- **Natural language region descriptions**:
------------------------------------------------

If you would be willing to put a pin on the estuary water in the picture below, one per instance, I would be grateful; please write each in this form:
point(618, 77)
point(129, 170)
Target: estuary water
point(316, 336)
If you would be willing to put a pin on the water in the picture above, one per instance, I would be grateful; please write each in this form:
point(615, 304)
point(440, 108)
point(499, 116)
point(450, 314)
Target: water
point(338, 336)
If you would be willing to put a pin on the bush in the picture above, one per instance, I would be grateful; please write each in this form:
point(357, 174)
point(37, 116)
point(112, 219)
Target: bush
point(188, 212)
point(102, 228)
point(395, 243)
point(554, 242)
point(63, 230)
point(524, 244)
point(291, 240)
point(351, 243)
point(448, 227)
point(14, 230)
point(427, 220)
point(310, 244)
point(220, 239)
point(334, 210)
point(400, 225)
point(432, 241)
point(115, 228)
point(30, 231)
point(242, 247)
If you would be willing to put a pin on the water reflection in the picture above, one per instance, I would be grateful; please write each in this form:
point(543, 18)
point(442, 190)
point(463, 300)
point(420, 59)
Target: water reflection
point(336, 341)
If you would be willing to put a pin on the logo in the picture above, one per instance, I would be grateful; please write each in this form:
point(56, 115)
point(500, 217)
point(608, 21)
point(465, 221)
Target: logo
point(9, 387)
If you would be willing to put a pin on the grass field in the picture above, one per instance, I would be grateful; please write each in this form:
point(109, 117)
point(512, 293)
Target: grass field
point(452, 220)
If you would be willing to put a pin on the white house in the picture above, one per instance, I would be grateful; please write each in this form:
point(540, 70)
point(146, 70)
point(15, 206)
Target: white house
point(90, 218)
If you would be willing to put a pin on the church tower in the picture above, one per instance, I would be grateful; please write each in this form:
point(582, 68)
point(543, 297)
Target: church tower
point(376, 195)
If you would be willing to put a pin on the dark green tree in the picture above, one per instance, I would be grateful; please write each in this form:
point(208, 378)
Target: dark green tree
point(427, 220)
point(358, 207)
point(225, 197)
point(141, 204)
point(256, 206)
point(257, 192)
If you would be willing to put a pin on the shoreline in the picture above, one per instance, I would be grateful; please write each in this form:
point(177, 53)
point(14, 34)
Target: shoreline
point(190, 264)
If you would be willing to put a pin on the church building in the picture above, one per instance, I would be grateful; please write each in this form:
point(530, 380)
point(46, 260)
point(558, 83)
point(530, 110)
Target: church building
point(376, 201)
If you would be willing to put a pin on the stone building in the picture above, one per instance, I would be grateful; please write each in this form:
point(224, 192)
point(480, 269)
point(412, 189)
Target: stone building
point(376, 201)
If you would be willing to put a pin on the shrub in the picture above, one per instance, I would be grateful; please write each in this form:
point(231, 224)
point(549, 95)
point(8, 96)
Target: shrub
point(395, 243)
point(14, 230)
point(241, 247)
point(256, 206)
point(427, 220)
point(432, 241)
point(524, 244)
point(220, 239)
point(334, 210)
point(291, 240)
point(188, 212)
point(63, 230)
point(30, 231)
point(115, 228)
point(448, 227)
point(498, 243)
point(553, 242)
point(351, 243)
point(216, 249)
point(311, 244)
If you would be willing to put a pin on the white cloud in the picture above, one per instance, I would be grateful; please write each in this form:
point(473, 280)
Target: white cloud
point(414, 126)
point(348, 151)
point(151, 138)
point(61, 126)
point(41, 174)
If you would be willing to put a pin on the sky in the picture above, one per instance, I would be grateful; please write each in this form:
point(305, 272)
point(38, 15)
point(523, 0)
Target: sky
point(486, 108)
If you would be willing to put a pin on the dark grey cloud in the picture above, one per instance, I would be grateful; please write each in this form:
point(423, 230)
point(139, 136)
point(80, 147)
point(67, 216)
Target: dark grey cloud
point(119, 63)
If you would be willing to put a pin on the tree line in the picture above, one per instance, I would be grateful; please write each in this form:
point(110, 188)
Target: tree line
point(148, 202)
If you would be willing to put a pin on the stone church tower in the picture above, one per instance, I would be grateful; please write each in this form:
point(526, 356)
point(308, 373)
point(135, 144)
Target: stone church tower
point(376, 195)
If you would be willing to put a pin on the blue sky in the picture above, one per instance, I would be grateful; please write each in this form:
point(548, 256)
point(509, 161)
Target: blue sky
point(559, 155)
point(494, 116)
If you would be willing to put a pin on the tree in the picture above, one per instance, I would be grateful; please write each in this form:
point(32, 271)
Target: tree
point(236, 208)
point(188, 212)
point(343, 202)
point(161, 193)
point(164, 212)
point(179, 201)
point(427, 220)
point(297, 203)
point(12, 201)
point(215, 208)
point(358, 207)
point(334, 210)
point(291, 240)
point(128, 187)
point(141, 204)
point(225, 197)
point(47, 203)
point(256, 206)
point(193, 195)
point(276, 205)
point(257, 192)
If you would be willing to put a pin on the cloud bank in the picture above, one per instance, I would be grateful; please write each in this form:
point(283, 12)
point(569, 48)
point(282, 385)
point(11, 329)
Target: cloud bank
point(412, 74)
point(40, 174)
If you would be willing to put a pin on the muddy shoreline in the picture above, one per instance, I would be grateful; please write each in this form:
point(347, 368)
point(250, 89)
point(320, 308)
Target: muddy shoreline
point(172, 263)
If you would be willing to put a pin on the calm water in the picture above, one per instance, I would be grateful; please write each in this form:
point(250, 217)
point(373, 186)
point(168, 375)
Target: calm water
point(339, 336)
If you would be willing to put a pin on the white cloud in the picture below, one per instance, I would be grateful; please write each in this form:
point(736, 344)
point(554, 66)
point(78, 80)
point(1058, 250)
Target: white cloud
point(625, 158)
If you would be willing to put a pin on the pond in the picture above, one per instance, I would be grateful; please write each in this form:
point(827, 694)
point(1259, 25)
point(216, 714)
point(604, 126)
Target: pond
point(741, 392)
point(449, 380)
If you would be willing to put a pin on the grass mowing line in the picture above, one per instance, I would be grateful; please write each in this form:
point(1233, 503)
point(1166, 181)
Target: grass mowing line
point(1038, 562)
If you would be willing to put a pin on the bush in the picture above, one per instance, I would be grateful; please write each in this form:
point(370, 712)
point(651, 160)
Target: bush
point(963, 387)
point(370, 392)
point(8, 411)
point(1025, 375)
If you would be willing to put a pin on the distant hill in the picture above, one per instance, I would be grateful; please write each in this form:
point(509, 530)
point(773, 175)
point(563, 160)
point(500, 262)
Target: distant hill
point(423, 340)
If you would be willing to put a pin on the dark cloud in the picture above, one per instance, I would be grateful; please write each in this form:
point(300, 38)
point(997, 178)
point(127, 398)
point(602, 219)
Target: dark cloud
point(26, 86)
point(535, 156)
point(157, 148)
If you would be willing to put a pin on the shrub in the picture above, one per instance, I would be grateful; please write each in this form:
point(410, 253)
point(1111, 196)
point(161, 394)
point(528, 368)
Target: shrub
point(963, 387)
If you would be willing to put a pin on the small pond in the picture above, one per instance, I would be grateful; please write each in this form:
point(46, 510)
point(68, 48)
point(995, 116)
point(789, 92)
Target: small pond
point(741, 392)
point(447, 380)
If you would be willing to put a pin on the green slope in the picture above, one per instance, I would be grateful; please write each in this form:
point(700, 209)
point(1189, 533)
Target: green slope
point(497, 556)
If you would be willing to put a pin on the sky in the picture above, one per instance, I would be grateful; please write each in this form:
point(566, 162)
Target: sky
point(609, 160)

------------------------------------------------

- **Exercise**:
Report each line of the records that holds the word "below".

- **Written response**:
If you would be willing to put a pin on the estuary water in the picture below, one per instance, I would be grateful; please write each in this form:
If you would be willing to put a pin on the white cloud in the picture below, one per instance, I would be grateful; please write each in this form:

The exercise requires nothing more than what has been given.